> Set problem 1
Restate word for word the listing that follows the puzzle thread below, and leave the pictures out of your answer.

> Extract to read

Very nice strategical puzzle

[Raman]

This is an excellent strategical puzzle to tune up your brains.

There is a box containing n holes. Two players put balls into these holes alternatively. (Assume that the box contains holes along a straight line, so that you cover up these holes in sequence.) Let player 1 start up with the game. Each player can put between min and max balls into the box in one turn. The person who puts the last ball will be the winner or loser, that is decided and fixed prior to the game, randomly.

The values of n, min, max are also decided and fixed prior to the game. For simplicity purposes, let us assume that 20 ≤ n ≤ 50 and then that 1 ≤ min < max ≤ 10.

If the person who puts the last ball is the winner, then for what values of n, depending upon min and max, will player 1 win the game, and then for what values of n will player 2 do so? Assume that both the players play so cleverly. Thus, what about the case if the person who puts the last ball is the loser? (If there is less than min slots remaining at the end, then the last player can put less than min balls during his last turn. Otherwise, the minimum number of balls that a player can put up within his turn is min only.)

[axn]

1. compute N mod (min+max)
2. ?????
3. Profit!!!!

[Raman]

Yeah. Here is the secret of the game.
If the player who puts the last ball is the winner, then
player 1 wins if N = 1 to max (mod min+max)
player 2 wins if N = max+1 to min+max (mod min+max)

If the player who puts the last ball is the loser, then
player 1 wins if N = min+1 to min+max (mod min+max)
player 2 wins if N = 1 to min (mod min+max)

In either case, player 1 wins with probability (max)/(min+max)
player 2 wins with probability (min)/(min+max).

Here is the explanation:
If the player who puts the last ball is the winner, then that player who wins must reach N mod (min+max). Maintaining N mod (min+max) is the secret behind the game. If a player puts x balls, (between min and max), then the opponent will put the complement min+max-x, thus maintaining constant. If N mod (min+max) is between min & max, player 1 will acquire it within the first turn itself. If it is 0, then player 1 trivially loses up as player 2 will put complement in first turn itself. If it is max+1, then player 1 should play greater than or equal to max-min+2, otherwise player 2 will acquire max+1 (mod min+max). Player 2 will have to again keep up less than or equal to min (mod min+max) to avoid player 1 seeking max+1 (mod min+max). Going this way, player 2 wins. Also, similar case between max+1 and min+max-1, where player 1 plays higher, player 2 keeps up lower. If N (mod min+max) is less than or equal to min, then similarly player 1 keeps up lower, player 2 keeps up higher. Player 1 wins, within this case.

If the player who puts the last ball is the loser, then the winner must acquire between N-1 and N-min (mod min+max). For N (mod min+max) = min+1 and max+1, player 1 can acquire N-1 within the first turn itself. Between max+2 and max+min, player 1 can acquire something between N-1 and N-min during the first turn. For N = 1 (mod min+max), player 2 will acquire N-1 during the first turn itself, by putting up the complement of whatever player 1 puts. For N between 2 and min (mod min+max), player 2 always wins up, as putting complement will give up something between N-1 and then N-min only, thus.

Nice?

> Items
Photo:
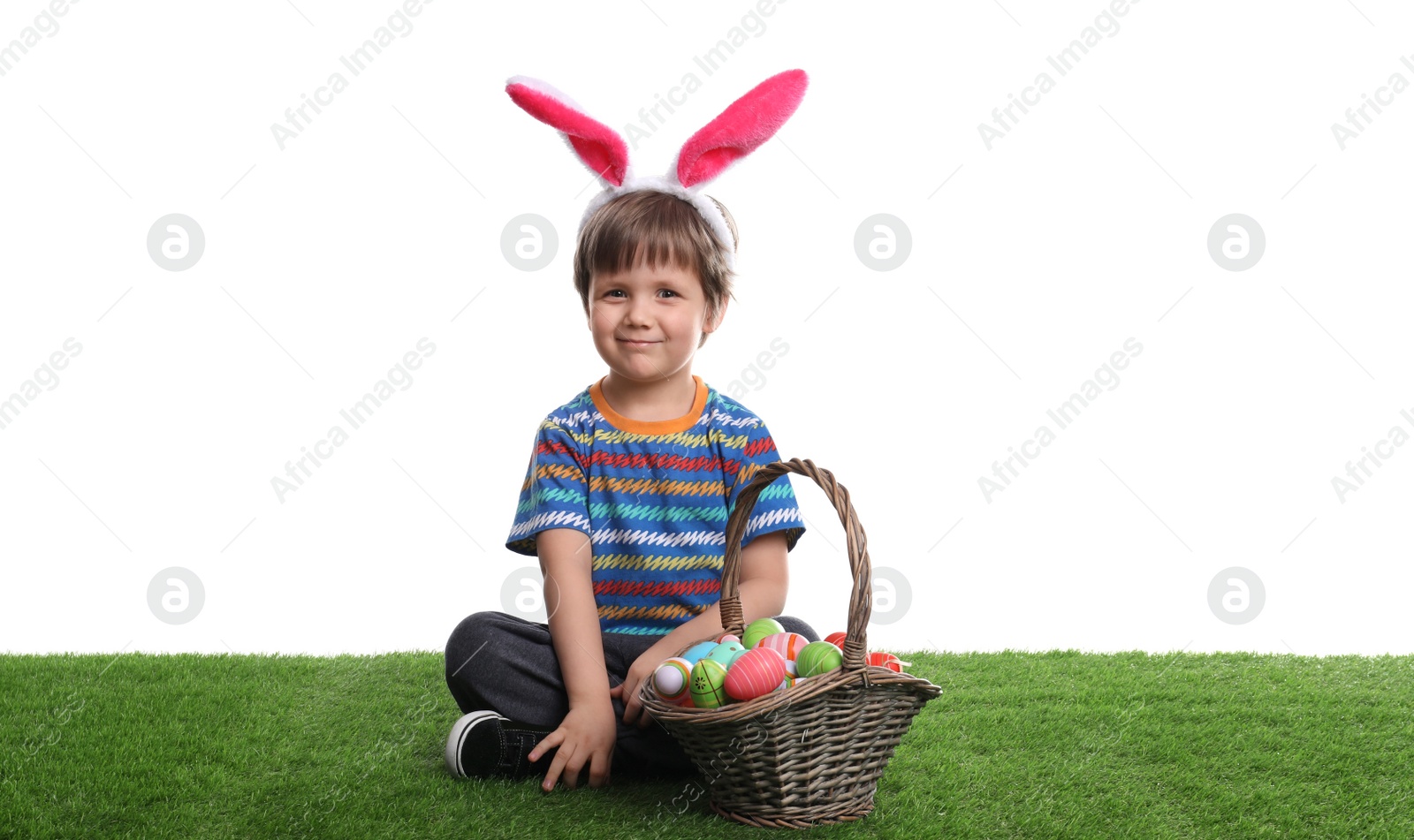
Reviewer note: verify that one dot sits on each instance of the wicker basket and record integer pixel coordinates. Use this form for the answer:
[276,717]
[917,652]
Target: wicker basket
[810,754]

> Set problem 2
Quote the puzzle thread above, everything from "3. Profit!!!!" down to "to max (mod min+max)".

> Written answer 1
Photo:
Reviewer note: verify that one dot sits on each instance of the wicker basket and record integer pixel coordinates. Use this form for the answer:
[276,717]
[917,652]
Target: wicker basket
[810,754]

> Written answer 2
3. Profit!!!!

[Raman]

Yeah. Here is the secret of the game.
If the player who puts the last ball is the winner, then
player 1 wins if N = 1 to max (mod min+max)